- **WHAT NEEDS TO BE DONE**: All of the material must be duplicated exactly, line by line.

- **DATA**:
______
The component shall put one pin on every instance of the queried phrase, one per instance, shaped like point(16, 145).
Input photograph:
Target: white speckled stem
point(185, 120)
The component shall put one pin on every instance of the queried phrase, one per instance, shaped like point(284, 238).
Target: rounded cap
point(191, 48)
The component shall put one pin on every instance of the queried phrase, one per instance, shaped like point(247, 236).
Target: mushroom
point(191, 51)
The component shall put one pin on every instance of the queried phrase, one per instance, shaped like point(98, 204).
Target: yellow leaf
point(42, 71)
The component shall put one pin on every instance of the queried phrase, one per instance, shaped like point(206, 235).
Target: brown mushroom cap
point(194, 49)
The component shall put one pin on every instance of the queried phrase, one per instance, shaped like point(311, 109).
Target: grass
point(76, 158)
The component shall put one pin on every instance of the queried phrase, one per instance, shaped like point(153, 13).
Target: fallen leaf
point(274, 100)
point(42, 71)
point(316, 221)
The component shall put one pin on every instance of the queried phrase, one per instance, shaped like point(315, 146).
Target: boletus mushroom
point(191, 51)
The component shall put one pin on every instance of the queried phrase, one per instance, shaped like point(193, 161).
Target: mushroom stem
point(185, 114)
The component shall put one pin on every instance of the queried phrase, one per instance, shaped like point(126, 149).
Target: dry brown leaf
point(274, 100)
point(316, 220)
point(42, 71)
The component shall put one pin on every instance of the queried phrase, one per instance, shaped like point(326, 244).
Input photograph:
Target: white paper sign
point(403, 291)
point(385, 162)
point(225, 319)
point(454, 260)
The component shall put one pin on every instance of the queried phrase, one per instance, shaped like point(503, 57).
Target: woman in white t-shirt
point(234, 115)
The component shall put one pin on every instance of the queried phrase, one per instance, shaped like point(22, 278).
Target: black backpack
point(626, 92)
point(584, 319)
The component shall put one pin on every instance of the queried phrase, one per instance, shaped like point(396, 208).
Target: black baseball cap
______
- **EXERCISE SOLUTION**:
The component shall put one pin on every instance of the queried phrase, one per instance, shaped like point(16, 145).
Input photograph:
Target: white speckled stem
point(185, 120)
The component shall put one pin on every instance of the queried phrase, one per instance, shaped like point(284, 238).
Target: rounded cap
point(191, 48)
The component shall put one pin on every instance of the queried phrase, one per instance, shaped like point(247, 236).
Target: mushroom
point(191, 51)
The component shall put one pin on every instance of the queried phrase, one per instance, shaped like point(98, 204).
Target: yellow leaf
point(42, 71)
The component shall put one pin on every instance of the queried phrase, one per instance, shaped like point(206, 235).
Target: brown mushroom cap
point(194, 49)
The component shall put one pin on every instance of the queried phrase, one per instance, shaped like point(311, 109).
Target: grass
point(76, 158)
The component shall put one pin on every instance of the queried phrase, one per instance, shaped like point(153, 13).
Target: fallen leaf
point(274, 100)
point(42, 71)
point(316, 221)
The component shall put one pin on every instance of the queried phrase, one per instance, shaped like point(315, 146).
Target: boletus mushroom
point(191, 51)
The component shall put one pin on every instance of the queried phrase, one per instance, shaped like point(193, 161).
Target: mushroom stem
point(185, 114)
The component shall put one pin on every instance of the queried phrase, one per instance, shaped like point(126, 149).
Target: dry brown leaf
point(274, 100)
point(316, 220)
point(42, 71)
The component shall put one pin on every instance of the queried phrase, one per instance, shaped like point(326, 244).
Input photograph:
Target: white paper sign
point(403, 291)
point(385, 162)
point(225, 319)
point(454, 260)
The component shall put one pin on every instance of the queried phrase, one per instance, shaped like point(503, 57).
Target: woman in white t-shirt
point(234, 115)
The component shall put one pin on every instance of the queried phrase, one per instance, shaped like point(22, 278).
Target: black backpack
point(626, 92)
point(584, 319)
The component shall put one pin on every instance of the queried phrase, one per instance, shaped like point(396, 208).
Target: black baseball cap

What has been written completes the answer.